_WHAT IS ASKED:_
• 1. In the passage on Kew and decluttering, transcribe the section that opens with "On the way home" and ends after "sadly, also yes.".
• 2. List every statement in the passage on Kew and decluttering that the writer introduces with "I think." Quote each one from "I think" up to the next period or dash.

_SELECTION:_
"""
On the way home from Kew, and just outside the gardens, we went round a large roundabout - I think they call it a gyratory system - with lots of trees on it. I felt so sorry for those trees for if the boundaries of the land donated to the gardens had been just slightly different, these trees too would be in the beautiful Kew Gardens instead of in the middle of a noisy and polluted gyratory roundabout. It seems there's a location lottery for trees just as there is for people.

After all the decluttering (>1500 items out), if I had to stay sealed in my home with no internet, would I still have enough reading material to last a couple of years? I think the answer is yes, however I'd die of starvation long before I ran out of books. A more pertinent question is do I have enough clutter left to get rid of another 1500 items. I think the answer is sadly, also yes.
"""
_DATA RECORDS:_
"""
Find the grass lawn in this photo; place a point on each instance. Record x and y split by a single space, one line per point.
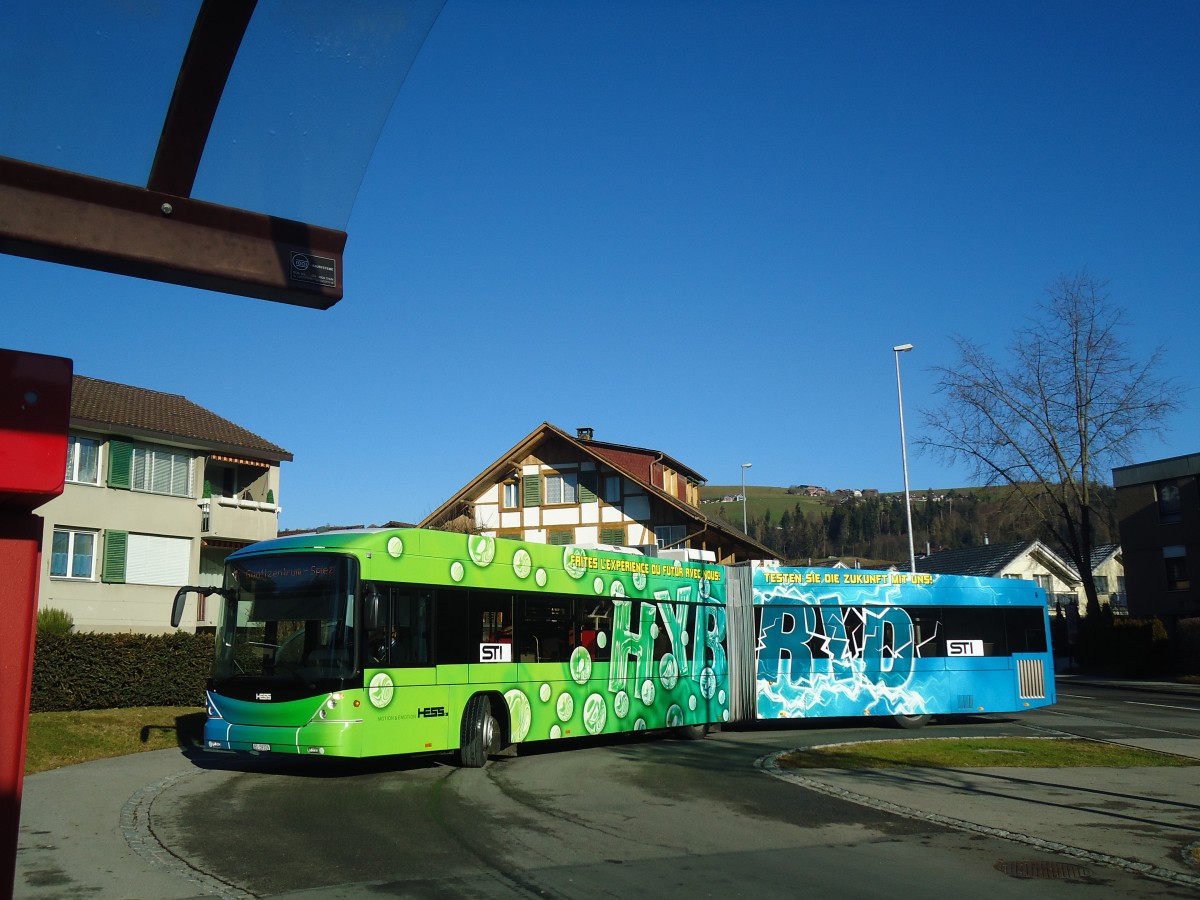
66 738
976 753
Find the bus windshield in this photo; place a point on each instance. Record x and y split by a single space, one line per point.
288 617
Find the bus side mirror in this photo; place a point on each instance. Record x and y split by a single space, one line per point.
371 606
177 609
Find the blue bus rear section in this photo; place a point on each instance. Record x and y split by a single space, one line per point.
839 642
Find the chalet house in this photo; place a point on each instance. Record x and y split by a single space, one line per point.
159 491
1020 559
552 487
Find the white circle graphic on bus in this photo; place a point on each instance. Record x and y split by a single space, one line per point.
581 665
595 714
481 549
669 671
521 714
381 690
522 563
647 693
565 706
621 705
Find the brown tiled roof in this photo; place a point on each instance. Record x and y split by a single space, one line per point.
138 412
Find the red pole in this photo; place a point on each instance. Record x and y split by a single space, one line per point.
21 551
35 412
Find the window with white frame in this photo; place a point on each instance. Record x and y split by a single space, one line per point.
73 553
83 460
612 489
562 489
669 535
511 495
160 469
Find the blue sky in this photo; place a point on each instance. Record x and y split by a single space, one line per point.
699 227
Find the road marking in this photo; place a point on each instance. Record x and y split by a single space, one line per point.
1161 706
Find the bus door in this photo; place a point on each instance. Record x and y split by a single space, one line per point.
"""
"""
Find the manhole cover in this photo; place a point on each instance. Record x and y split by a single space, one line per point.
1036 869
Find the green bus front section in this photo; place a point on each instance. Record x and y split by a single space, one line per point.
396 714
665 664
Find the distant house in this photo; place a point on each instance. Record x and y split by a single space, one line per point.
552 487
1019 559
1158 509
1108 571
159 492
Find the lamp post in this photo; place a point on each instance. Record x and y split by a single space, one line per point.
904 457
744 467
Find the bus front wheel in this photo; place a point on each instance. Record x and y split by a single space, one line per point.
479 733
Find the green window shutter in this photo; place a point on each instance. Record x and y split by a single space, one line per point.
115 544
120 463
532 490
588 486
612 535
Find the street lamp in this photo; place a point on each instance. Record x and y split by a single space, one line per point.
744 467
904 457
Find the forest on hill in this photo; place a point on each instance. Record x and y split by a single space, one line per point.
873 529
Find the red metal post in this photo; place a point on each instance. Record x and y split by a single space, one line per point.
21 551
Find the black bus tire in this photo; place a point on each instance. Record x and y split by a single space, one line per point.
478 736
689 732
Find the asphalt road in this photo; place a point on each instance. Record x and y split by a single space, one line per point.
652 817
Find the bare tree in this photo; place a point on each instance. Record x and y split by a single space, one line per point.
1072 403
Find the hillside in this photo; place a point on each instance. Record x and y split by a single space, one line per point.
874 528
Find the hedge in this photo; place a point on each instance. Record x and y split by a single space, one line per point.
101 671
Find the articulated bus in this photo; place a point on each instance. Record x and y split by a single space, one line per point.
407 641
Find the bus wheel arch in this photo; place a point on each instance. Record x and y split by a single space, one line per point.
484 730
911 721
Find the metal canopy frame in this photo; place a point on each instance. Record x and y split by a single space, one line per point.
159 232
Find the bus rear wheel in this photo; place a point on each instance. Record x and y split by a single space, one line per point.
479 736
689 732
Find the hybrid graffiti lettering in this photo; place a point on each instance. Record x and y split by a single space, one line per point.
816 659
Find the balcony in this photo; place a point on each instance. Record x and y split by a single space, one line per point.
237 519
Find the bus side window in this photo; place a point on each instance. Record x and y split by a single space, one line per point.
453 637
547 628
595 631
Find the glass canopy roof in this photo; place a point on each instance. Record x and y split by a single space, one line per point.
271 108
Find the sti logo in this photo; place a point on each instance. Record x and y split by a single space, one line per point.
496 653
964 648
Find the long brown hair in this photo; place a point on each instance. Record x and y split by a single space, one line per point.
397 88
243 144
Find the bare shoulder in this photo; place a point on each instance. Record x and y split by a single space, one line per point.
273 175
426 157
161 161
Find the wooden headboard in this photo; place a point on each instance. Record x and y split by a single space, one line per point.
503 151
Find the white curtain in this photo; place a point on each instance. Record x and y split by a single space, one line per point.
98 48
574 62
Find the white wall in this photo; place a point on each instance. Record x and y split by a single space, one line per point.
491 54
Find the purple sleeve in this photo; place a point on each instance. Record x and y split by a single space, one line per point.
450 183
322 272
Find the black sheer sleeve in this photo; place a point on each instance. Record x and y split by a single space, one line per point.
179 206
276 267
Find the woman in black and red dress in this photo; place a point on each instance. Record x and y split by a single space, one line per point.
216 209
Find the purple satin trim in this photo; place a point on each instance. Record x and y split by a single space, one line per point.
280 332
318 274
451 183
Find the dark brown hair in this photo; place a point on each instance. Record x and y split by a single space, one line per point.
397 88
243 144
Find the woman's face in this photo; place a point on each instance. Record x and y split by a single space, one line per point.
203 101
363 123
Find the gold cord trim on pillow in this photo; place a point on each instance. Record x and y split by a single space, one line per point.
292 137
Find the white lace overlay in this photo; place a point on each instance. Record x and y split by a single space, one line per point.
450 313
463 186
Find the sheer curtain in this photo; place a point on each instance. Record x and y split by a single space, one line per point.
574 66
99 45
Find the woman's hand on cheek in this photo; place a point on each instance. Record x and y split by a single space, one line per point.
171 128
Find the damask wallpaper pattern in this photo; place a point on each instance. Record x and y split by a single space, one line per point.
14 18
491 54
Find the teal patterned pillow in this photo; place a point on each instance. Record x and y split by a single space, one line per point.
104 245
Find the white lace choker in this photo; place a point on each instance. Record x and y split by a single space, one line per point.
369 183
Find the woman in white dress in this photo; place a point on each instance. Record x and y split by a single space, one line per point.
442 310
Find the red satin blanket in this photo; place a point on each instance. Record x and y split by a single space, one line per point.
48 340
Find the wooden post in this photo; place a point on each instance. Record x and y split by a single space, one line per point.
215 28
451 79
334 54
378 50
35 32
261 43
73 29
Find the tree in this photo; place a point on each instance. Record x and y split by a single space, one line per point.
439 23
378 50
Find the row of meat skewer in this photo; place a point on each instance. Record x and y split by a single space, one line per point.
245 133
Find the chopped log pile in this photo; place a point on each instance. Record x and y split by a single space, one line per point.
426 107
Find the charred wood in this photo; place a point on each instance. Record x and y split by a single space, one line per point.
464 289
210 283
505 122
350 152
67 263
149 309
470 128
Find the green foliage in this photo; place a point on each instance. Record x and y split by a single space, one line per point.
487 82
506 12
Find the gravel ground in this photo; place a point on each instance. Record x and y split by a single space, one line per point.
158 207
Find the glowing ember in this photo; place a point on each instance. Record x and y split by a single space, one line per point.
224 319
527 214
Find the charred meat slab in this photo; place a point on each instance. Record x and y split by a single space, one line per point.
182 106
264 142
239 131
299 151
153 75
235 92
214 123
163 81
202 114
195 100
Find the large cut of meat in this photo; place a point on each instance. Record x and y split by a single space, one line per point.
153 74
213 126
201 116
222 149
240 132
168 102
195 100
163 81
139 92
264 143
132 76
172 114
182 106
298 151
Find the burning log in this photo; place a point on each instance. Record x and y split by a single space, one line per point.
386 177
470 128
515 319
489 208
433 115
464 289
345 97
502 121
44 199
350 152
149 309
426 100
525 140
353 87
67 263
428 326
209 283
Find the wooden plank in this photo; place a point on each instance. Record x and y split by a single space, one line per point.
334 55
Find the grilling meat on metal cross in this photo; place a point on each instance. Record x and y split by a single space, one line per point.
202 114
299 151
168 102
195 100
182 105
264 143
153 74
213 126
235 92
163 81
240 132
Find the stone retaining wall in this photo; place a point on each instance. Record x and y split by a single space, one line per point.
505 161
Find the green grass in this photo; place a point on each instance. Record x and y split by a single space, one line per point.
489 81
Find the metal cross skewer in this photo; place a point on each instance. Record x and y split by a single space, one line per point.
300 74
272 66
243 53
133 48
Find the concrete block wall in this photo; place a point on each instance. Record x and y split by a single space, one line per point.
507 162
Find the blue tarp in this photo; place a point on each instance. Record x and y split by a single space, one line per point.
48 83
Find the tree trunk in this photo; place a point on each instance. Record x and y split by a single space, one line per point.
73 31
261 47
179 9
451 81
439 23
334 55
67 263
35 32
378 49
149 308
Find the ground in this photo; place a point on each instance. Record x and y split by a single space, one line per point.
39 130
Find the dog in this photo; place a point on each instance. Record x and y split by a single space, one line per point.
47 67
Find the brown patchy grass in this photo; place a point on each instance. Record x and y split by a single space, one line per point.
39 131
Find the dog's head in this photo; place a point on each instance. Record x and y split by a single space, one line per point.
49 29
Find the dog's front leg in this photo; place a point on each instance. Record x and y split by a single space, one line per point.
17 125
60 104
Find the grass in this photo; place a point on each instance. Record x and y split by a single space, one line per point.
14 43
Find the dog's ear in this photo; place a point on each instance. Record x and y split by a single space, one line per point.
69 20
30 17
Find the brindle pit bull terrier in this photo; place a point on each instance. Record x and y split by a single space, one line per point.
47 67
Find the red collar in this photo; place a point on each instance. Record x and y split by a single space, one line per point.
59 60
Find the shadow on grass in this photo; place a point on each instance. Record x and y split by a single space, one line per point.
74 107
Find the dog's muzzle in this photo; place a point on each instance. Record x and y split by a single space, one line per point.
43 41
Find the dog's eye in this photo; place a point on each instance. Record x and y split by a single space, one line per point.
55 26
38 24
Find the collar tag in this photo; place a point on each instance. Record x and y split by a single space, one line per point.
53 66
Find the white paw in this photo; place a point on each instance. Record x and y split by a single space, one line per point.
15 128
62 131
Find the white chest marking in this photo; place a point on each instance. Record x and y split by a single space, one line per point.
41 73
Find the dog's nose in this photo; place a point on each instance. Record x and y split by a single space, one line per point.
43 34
"""
"""
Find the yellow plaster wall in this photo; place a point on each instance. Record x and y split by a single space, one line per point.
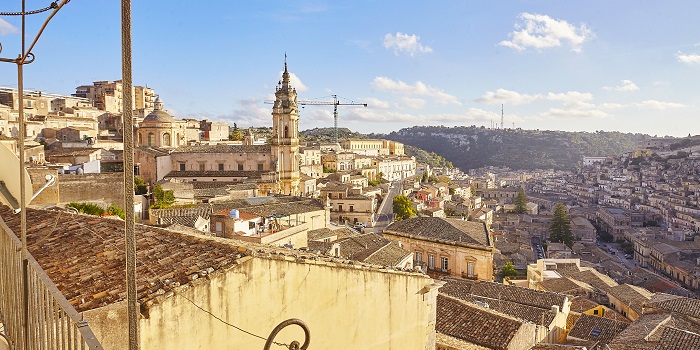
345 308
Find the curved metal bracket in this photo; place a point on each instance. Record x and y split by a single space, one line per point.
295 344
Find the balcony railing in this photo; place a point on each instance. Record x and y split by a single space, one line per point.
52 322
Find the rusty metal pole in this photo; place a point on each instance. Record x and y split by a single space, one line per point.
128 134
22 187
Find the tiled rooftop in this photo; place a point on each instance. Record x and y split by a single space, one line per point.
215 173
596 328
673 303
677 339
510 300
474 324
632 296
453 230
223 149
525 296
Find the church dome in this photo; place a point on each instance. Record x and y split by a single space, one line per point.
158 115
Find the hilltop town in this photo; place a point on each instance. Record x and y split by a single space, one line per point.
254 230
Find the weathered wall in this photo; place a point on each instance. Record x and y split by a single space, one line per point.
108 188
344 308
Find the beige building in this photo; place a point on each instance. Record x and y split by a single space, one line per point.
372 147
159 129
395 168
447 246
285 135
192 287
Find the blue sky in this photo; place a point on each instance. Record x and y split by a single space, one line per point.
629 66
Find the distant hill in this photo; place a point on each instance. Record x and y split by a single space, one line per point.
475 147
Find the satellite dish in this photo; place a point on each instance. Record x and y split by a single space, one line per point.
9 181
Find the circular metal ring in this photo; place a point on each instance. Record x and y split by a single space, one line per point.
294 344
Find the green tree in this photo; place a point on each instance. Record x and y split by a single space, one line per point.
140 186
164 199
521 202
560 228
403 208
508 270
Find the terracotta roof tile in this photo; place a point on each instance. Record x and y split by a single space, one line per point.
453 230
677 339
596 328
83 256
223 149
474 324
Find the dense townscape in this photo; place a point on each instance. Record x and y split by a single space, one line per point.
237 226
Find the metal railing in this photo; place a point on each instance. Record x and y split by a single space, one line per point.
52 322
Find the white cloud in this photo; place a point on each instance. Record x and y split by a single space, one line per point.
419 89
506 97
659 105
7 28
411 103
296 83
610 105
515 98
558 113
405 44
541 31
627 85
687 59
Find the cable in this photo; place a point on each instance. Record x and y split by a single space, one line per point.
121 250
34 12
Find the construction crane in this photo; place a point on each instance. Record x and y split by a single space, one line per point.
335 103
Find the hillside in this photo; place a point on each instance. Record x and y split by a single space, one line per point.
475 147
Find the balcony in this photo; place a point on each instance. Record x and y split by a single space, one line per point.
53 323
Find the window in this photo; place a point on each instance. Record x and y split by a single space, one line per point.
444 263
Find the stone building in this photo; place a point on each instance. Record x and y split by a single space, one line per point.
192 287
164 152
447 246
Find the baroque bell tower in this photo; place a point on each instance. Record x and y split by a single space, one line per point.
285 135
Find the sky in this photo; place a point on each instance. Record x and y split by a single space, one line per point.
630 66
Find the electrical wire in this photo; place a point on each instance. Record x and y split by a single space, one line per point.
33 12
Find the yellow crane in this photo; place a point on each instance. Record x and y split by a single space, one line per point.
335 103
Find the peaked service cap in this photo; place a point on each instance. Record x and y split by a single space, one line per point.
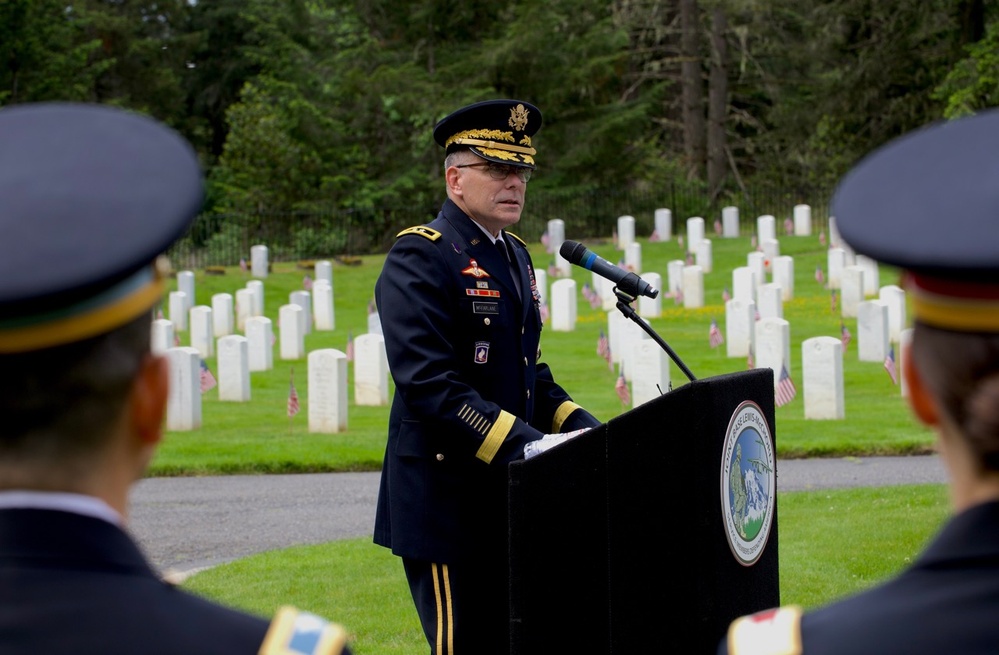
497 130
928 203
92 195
"""
_EXERCISE SOLUTIONS:_
• 1.
On the way home from Kew, and just outside the gardens, we went round a large roundabout - I think they call it a gyratory system - with lots of trees on it. I felt so sorry for those trees for if the boundaries of the land donated to the gardens had been just slightly different, these trees too would be in the beautiful Kew Gardens instead of in the middle of a noisy and polluted gyratory roundabout. It seems there's a location lottery for trees just as there is for people.

After all the decluttering (>1500 items out), if I had to stay sealed in my home with no internet, would I still have enough reading material to last a couple of years? I think the answer is yes, however I'd die of starvation long before I ran out of books. A more pertinent question is do I have enough clutter left to get rid of another 1500 items. I think the answer is sadly, also yes.

• 2.
- I think they call it a gyratory system
- I think the answer is yes, however I'd die of starvation long before I ran out of books.
- I think the answer is sadly, also yes.